● **ABOUT THIS TASK**:
For the entries below, repeat exactly each line starting with the one that contains "Pick out each instance of the ceiling" and going on through the one that contains "Pick out each instance of the dark", and no others.

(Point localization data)
Content starts

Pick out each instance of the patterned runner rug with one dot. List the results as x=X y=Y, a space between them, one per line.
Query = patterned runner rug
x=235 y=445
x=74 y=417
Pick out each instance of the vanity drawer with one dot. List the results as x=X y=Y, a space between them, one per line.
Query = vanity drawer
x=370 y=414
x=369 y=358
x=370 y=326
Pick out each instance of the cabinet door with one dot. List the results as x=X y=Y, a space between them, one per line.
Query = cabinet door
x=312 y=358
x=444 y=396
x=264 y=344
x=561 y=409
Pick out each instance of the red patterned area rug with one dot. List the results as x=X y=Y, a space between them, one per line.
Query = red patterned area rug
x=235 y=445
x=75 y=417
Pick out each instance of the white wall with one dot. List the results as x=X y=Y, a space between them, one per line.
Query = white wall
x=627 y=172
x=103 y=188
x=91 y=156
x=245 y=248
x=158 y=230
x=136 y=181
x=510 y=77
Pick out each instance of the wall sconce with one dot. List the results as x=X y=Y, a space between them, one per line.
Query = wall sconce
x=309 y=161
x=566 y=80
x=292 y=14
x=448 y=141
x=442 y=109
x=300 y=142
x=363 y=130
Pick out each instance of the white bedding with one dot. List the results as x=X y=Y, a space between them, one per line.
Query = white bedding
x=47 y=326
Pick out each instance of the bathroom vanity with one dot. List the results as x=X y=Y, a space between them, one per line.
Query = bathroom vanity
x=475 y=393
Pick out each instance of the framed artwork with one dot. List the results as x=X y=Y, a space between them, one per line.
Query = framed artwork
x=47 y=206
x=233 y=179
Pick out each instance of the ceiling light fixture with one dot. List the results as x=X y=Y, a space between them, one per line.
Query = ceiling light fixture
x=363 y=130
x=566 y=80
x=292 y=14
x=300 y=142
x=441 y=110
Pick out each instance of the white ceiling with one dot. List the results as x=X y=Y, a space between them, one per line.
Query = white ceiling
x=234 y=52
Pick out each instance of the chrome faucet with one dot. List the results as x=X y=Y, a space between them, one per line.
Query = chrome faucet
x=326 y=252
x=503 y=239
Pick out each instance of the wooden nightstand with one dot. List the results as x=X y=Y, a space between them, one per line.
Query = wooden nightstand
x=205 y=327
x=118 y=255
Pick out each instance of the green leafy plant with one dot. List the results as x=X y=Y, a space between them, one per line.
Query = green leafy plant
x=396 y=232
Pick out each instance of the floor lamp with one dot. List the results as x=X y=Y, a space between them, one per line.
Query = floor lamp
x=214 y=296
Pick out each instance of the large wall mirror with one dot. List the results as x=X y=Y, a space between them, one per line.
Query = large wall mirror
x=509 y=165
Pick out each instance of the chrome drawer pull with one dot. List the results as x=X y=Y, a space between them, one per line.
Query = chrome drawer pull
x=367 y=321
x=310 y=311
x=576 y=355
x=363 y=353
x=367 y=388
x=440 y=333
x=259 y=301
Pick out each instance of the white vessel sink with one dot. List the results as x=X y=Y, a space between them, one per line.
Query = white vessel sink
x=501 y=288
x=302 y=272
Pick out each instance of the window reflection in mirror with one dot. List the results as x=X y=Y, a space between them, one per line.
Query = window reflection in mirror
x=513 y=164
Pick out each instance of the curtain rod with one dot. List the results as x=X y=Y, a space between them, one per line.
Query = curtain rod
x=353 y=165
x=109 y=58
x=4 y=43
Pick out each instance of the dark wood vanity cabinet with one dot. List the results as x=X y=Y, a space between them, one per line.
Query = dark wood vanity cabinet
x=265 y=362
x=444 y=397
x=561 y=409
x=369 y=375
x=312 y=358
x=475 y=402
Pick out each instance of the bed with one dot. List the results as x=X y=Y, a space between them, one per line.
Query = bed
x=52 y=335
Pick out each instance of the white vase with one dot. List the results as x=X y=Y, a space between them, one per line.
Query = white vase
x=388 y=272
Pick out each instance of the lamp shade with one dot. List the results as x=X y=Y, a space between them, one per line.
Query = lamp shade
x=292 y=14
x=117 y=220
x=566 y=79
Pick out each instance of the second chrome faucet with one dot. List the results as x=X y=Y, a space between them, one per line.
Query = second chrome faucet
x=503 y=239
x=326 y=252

Content ends

● **RESPONSE TO THIS EXERCISE**:
Pick out each instance of the ceiling light fixture with one dot. List the results as x=X y=Y, a space between them, one per line.
Query = ceiling light fixture
x=363 y=130
x=566 y=80
x=292 y=14
x=300 y=142
x=441 y=110
Pick out each instance of the white ceiling with one dot. List the results as x=X y=Y, a space between them, one per line.
Query = white ceiling
x=234 y=52
Pick out each instance of the chrome faucet with one dot. List the results as x=X y=Y, a space between them, one per line.
Query = chrome faucet
x=326 y=252
x=503 y=239
Pick out each instance of the wooden nightstand with one dot. List the results as x=X y=Y, a space between them, one per line.
Query = wooden nightstand
x=205 y=327
x=118 y=255
Pick out each instance of the green leafy plant with one dot. List the results as x=X y=Y, a space between them, one per line.
Query = green leafy plant
x=396 y=232
Pick out each instance of the floor lamp with one dot. List the results as x=X y=Y, a space between them, one per line.
Query = floor lamp
x=214 y=296
Pick out each instance of the large wall mirror with one dot. List the results as x=X y=Y, a space between them, one per line.
Query = large wall mirror
x=509 y=165
Pick out each instance of the chrome drawer pull with one dot. List the results as x=X y=Y, a space between them, one per line.
Query = chrome drawer pull
x=367 y=321
x=310 y=311
x=576 y=355
x=363 y=353
x=367 y=388
x=440 y=333
x=259 y=301
Pick out each instance of the white vessel sink with one dot. List the results as x=X y=Y, a space between them, one per line.
Query = white vessel sink
x=501 y=288
x=302 y=272
Pick out each instance of the window reflection in mirror with one dot. List the results as x=X y=Y, a space between them, one per line.
Query = window reflection in mirror
x=513 y=164
Pick out each instance of the curtain rod with one dot. List the results as x=X y=Y, a space between them, one per line.
Query = curtain rod
x=353 y=165
x=109 y=58
x=4 y=43
Pick out each instance of the dark wood vanity cabinet with one dot. List the results as x=X y=Y, a space between them, one per line.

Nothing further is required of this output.